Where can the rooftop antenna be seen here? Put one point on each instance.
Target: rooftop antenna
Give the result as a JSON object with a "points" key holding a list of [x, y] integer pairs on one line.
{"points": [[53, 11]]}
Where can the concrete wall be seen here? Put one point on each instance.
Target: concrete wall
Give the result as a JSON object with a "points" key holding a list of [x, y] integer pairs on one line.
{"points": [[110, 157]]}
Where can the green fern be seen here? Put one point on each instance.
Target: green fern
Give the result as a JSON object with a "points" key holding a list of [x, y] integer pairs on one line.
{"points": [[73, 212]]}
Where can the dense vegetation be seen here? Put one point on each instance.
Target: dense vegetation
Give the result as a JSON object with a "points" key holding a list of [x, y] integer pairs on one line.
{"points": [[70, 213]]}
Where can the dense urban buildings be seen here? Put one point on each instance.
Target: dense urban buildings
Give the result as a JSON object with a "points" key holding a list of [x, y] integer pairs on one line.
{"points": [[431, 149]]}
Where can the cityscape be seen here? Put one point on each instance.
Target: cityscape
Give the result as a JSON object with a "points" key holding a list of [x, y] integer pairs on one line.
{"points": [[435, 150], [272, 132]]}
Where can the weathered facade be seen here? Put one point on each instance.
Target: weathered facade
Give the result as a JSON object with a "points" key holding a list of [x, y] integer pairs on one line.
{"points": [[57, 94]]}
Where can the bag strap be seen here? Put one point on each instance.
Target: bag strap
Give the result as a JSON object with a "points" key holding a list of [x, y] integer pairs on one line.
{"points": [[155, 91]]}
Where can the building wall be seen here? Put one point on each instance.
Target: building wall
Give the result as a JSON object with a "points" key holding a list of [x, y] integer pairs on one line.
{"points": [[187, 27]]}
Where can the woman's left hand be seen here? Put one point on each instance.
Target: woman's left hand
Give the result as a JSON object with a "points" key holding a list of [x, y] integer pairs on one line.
=-=-=-=-=
#### [WORK TO COMPLETE]
The records above should all be quoted exactly, please.

#### [EXPECTED ANSWER]
Where can the rooftop antenna be seen here? Put one point on each instance.
Target: rooftop antenna
Give the result as a JSON object with a "points" key holding a list of [x, y] integer pairs on one line.
{"points": [[53, 11]]}
Where can the concrete wall be seen here? Put one point on each instance.
Target: concrete wall
Give the result as a JSON object with a "points" key holding a list of [x, y] integer pairs on one line.
{"points": [[110, 157]]}
Where can the green fern be seen here? Put one point on each instance.
Target: green fern
Give the result as a JSON object with a "points" key holding a list of [x, y] integer pairs on one line.
{"points": [[73, 212]]}
Where can the dense vegetation be seen here? Put one point on each instance.
Target: dense vegetation
Give the result as a JSON object with a "points" key holding a list of [x, y] integer pairs on one line.
{"points": [[70, 213]]}
Where can the dense urban buildings be seen here? Put one point on each instance.
Target: dense urban buildings
Give the result as a JSON object with a "points" key holding a list of [x, y] integer pairs on one line.
{"points": [[431, 149]]}
Where can the cityscape be seen here? Put one point on each instance.
Target: cityscape
Give the result as a JSON object with a "points" key holding a list of [x, y] integer pairs on one line.
{"points": [[435, 150], [272, 132]]}
Where can the weathered facade be seen here? Put one point on each instance.
Target: weathered facade
Give the result as a JSON object with a "points" key holding a list of [x, y] integer pairs on one line.
{"points": [[57, 94]]}
Where can the bag strap be seen here? Put one point on each instance.
Target: bag strap
Give the result as a JSON object with a "points" key holding a list of [x, y] integer pairs on one line.
{"points": [[155, 91]]}
Where can the building wall be seen here? Put one point on each instance.
Target: building wall
Give the result as a JSON object with a "points" key holding a list of [x, y] integer pairs on one line.
{"points": [[187, 27]]}
Where can the woman's left hand be seen here? Put one point on each instance.
Target: woman's left hand
Give the result as a JSON object with a "points" key holding a list of [x, y] integer pairs on one line.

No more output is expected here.